- _Excerpted records_:
::::::::

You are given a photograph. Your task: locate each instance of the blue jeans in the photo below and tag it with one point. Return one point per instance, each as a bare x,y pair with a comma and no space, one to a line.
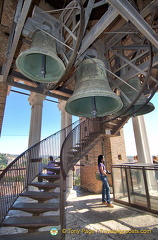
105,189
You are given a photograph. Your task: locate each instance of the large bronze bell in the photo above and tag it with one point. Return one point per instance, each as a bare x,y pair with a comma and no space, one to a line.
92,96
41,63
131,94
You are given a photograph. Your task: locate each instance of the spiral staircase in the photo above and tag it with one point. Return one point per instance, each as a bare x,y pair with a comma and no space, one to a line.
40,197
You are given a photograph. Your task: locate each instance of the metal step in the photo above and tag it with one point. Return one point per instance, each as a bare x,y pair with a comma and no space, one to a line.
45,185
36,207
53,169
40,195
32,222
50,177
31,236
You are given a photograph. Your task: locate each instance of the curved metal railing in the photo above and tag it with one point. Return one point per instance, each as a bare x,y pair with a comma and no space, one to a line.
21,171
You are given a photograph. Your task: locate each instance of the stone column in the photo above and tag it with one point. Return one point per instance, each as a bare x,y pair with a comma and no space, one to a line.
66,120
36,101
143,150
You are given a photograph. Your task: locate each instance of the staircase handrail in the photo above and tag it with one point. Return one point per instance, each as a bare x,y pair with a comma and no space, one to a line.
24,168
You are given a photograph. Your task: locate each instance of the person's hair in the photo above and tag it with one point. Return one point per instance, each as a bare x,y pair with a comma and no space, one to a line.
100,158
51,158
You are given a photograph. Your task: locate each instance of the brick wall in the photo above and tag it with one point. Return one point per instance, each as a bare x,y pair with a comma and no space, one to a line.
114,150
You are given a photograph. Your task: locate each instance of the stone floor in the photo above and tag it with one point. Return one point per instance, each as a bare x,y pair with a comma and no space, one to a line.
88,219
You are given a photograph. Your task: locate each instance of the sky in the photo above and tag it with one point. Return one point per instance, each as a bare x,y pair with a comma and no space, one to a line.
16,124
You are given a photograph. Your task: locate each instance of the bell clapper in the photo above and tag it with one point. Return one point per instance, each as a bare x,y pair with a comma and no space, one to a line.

::::::::

- _To be done_: Reproduce the material verbatim, beginning with the line that contains "of the person's" and continuing through the end of the material, both ends included.

- _Written answer_:
You are given a photograph. Your task: locate each instance of the person's hair in the photo above and tag it with one point. Return one point per instance, each as a bare x,y pair with a comma and no space, one to a line.
100,158
51,158
You are given a photograph. Your task: locate each instance of the brick wall in the photo above and tag it with one point. Return one point per instance, each as a bare x,y pair with a comma and no space, one to a line.
114,150
You are given a photograph. Your task: locate each instance of the stone floor in the photo above and tag it with one point. Return one point per instance, each as a bare x,y pair with a comma and no space, one to a line.
88,219
You are given a photograph. Your task: locate each instance of the sky in the photo above and tag it with one point. Return one point per instance, each as a bare x,y pair with a comma and no space, one to a line.
16,124
You are given a photograph. Your task: locate each instance of the bell clapper in the photo above and tag it with one point. Return one point per instance, each as a bare x,y pair with a comma and no space, one to a line.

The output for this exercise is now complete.